Return every line of the rows below that contains the string "green". Case counts.

################

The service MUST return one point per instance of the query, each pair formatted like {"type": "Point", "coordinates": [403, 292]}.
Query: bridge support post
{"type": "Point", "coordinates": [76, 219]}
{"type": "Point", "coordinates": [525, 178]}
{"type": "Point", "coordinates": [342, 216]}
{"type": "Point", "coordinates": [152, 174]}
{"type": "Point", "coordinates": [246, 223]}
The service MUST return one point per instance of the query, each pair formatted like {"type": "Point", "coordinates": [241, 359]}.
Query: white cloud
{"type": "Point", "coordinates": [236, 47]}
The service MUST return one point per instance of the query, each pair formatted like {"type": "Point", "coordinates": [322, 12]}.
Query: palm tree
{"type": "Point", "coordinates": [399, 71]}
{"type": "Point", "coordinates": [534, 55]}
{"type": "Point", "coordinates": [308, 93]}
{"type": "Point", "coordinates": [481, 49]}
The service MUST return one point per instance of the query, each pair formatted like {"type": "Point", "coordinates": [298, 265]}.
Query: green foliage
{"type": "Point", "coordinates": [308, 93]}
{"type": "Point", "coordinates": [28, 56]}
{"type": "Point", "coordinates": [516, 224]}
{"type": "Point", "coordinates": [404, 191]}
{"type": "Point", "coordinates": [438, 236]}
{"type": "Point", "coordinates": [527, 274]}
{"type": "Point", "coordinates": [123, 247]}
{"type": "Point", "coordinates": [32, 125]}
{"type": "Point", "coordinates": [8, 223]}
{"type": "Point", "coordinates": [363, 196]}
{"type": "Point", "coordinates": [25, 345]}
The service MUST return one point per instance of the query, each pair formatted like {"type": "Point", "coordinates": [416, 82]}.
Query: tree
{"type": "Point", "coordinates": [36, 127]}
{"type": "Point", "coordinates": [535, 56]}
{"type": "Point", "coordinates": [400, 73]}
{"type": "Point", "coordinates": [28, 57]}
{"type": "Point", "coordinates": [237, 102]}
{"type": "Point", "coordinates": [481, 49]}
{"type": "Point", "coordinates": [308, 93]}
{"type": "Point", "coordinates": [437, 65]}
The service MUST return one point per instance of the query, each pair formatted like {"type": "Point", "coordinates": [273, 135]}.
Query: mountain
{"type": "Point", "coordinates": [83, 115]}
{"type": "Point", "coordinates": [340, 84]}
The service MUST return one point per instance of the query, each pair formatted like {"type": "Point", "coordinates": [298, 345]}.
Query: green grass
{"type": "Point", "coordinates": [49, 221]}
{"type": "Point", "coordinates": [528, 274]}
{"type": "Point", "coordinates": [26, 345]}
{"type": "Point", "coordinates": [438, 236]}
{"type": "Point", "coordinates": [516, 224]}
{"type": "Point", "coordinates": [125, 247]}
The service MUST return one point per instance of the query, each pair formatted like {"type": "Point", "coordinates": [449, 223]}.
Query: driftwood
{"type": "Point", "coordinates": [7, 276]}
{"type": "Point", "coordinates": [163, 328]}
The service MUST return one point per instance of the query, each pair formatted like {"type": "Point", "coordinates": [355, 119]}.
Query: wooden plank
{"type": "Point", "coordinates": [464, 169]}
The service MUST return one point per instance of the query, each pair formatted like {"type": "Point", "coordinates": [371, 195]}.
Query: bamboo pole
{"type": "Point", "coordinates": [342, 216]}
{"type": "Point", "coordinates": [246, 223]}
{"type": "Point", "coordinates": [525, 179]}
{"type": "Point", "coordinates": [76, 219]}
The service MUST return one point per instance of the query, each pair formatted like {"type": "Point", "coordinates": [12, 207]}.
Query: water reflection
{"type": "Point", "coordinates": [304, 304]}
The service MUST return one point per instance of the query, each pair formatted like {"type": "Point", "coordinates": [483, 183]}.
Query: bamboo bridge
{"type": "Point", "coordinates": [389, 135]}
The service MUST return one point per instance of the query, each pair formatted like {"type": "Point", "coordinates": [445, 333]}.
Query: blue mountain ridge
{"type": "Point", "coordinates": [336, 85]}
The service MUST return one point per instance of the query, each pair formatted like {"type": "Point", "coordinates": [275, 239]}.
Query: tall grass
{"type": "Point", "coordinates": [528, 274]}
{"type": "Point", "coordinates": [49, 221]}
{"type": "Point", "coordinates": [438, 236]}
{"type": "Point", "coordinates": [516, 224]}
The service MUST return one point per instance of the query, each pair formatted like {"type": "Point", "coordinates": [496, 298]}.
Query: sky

################

- Full answer:
Query: green foliage
Query: green grass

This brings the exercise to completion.